Copy out all of the records, substituting "mark each instance with a point" for every "put a point on each instance" and keeping everything else the same. Leave the pictures out of your answer.

Point annotation dataset records:
━━━━━━━━
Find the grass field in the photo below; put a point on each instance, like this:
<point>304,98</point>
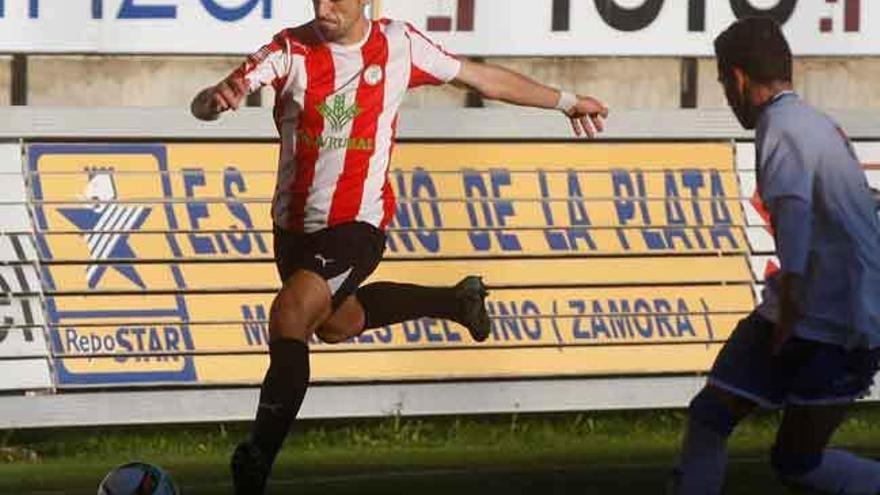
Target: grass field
<point>617,453</point>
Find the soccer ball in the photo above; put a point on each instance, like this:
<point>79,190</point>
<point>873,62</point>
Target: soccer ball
<point>137,478</point>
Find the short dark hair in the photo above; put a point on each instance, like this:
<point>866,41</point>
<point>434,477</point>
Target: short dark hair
<point>757,46</point>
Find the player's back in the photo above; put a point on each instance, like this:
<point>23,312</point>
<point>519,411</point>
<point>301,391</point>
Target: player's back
<point>842,293</point>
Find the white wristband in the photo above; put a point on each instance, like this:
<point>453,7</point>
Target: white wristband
<point>567,101</point>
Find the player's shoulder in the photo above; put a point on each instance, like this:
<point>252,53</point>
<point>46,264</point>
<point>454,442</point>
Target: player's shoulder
<point>300,38</point>
<point>394,26</point>
<point>799,123</point>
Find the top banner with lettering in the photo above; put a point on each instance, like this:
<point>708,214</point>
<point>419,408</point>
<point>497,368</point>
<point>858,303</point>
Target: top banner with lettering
<point>467,27</point>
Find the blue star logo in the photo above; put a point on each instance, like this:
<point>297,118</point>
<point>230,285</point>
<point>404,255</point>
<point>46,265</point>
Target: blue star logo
<point>106,226</point>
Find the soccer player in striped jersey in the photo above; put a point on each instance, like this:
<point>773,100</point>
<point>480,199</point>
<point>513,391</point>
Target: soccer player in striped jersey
<point>812,346</point>
<point>339,82</point>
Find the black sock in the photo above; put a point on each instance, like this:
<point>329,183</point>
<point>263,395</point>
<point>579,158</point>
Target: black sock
<point>283,391</point>
<point>386,303</point>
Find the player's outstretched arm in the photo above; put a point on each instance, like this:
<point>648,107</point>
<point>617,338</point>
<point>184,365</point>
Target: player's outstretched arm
<point>497,83</point>
<point>211,102</point>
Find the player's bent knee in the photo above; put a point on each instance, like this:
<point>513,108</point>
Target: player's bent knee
<point>707,408</point>
<point>790,466</point>
<point>293,317</point>
<point>330,334</point>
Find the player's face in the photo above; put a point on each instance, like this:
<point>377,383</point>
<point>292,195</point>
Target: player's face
<point>336,18</point>
<point>736,90</point>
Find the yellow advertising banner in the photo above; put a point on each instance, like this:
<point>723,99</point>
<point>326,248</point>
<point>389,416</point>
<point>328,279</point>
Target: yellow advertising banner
<point>162,254</point>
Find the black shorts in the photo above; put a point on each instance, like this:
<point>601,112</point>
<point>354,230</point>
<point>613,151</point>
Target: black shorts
<point>344,255</point>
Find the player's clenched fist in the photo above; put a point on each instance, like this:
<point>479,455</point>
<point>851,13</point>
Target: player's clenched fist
<point>587,114</point>
<point>227,95</point>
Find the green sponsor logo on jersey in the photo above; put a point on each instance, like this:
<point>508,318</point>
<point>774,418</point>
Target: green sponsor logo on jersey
<point>337,114</point>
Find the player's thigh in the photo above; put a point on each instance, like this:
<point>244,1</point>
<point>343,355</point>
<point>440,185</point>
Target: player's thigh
<point>808,429</point>
<point>302,304</point>
<point>744,370</point>
<point>738,406</point>
<point>347,321</point>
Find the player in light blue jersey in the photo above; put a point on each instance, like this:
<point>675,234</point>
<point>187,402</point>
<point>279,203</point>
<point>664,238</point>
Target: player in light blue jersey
<point>811,347</point>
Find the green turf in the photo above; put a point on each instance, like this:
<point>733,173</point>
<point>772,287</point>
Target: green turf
<point>617,452</point>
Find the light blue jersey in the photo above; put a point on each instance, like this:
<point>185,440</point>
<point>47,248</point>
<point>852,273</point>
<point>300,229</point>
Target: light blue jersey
<point>803,154</point>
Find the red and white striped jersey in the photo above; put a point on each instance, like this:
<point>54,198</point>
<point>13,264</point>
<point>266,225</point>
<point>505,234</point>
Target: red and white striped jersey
<point>336,111</point>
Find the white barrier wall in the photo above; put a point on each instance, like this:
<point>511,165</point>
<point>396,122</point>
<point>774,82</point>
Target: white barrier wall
<point>23,349</point>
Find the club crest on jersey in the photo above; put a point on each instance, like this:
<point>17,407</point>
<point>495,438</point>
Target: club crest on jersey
━━━━━━━━
** Response **
Find the grass field in the photo below; mark each instance with a point, like this:
<point>304,98</point>
Target: grass field
<point>617,453</point>
Find the soccer ball in the photo above; mark each instance with a point, like this:
<point>79,190</point>
<point>873,62</point>
Target: soccer ball
<point>137,478</point>
Find the short dark hair in the photo above; mark each instance with a point, like this:
<point>866,41</point>
<point>434,477</point>
Target: short dark hair
<point>757,46</point>
Find the player's back in the photo above; mark each instance with a point, like this:
<point>23,312</point>
<point>519,411</point>
<point>301,391</point>
Target: player's back
<point>842,293</point>
Find the white wristband in the photo above; mark each instance with a point, like this:
<point>453,7</point>
Target: white wristband
<point>567,101</point>
Find the player's shoulder in the photo above; mark each instance with a point, like this:
<point>252,53</point>
<point>46,264</point>
<point>454,442</point>
Target: player's shoulder
<point>300,38</point>
<point>394,26</point>
<point>799,123</point>
Find the top banner with lettering in the photo above; mark each instance with a point, like this:
<point>708,214</point>
<point>419,408</point>
<point>497,368</point>
<point>858,303</point>
Target: top banner with lettering
<point>467,27</point>
Find the blue star logo in the photo above; mark each instance with a point, like this:
<point>297,118</point>
<point>230,285</point>
<point>404,255</point>
<point>46,265</point>
Target: blue star logo
<point>106,226</point>
Find the soccer player in striped jersey in the photo above; mark each instance with a point, like this:
<point>773,100</point>
<point>480,199</point>
<point>513,391</point>
Target: soccer player in striped jersey
<point>812,346</point>
<point>339,82</point>
Find the black sock in the photo above; mark each instance with a point, like this:
<point>329,183</point>
<point>263,395</point>
<point>579,158</point>
Target: black sock
<point>283,391</point>
<point>386,303</point>
Find the player's outstretched arm in the photo above; mark each instance with a point, like this:
<point>648,107</point>
<point>617,338</point>
<point>184,365</point>
Target: player's outstretched arm
<point>497,83</point>
<point>211,102</point>
Find the player's bent knee in the photo above; mark each instance with a point, like this:
<point>513,108</point>
Target: player's bent knee
<point>707,408</point>
<point>790,466</point>
<point>293,317</point>
<point>330,334</point>
Find the player's face in the photo above; mark each instance with a point, like this:
<point>377,383</point>
<point>292,195</point>
Target: player's face
<point>336,18</point>
<point>736,90</point>
Find the yellow advertising banner in the photo above; mark each instance with a point, like this:
<point>723,99</point>
<point>326,248</point>
<point>389,416</point>
<point>328,279</point>
Target: yellow advertising banner
<point>162,254</point>
Find the black shorts in the photo above; mark each instance with a point, like this:
<point>601,112</point>
<point>354,230</point>
<point>613,151</point>
Target: black shorts
<point>344,255</point>
Find the player's clenched fist in the photo above; mark each instance with a point, like this:
<point>479,455</point>
<point>851,13</point>
Target: player's clenched fist
<point>587,114</point>
<point>227,95</point>
Find the green sponsor logo on jersey in the photo above; mark each instance with a point, like this:
<point>508,318</point>
<point>774,418</point>
Target: green sponsor logo on jersey
<point>337,114</point>
Find the player's thigh in the photo above; mark each instance with a point, like this:
<point>244,1</point>
<point>343,355</point>
<point>440,185</point>
Target: player's thigh
<point>808,429</point>
<point>302,304</point>
<point>744,370</point>
<point>738,406</point>
<point>347,321</point>
Find the player in light blue jersey in the photo above; mark each instance with a point, like this:
<point>675,234</point>
<point>187,402</point>
<point>279,203</point>
<point>664,238</point>
Target: player in light blue jersey
<point>811,347</point>
Find the green turf in the photo above; mark each instance with a point, like this:
<point>733,173</point>
<point>772,287</point>
Target: green turf
<point>617,452</point>
Find the light blue jersey in the photo above; mark each instance with a point, like this:
<point>185,440</point>
<point>47,248</point>
<point>852,273</point>
<point>300,229</point>
Target: light blue jersey
<point>803,154</point>
Find the red and white striped jersey in the photo above; mark each instance with a point, like this:
<point>54,198</point>
<point>13,264</point>
<point>266,225</point>
<point>505,234</point>
Target: red and white striped jersey
<point>336,111</point>
Find the white barrier wall in the photo above; mark each instance with a point, like this:
<point>511,165</point>
<point>396,122</point>
<point>774,82</point>
Target: white barrier wall
<point>23,349</point>
Find the club crest on jersey in the photo above; mark each instance with a point, like this:
<point>17,407</point>
<point>495,438</point>
Target: club crest on jersey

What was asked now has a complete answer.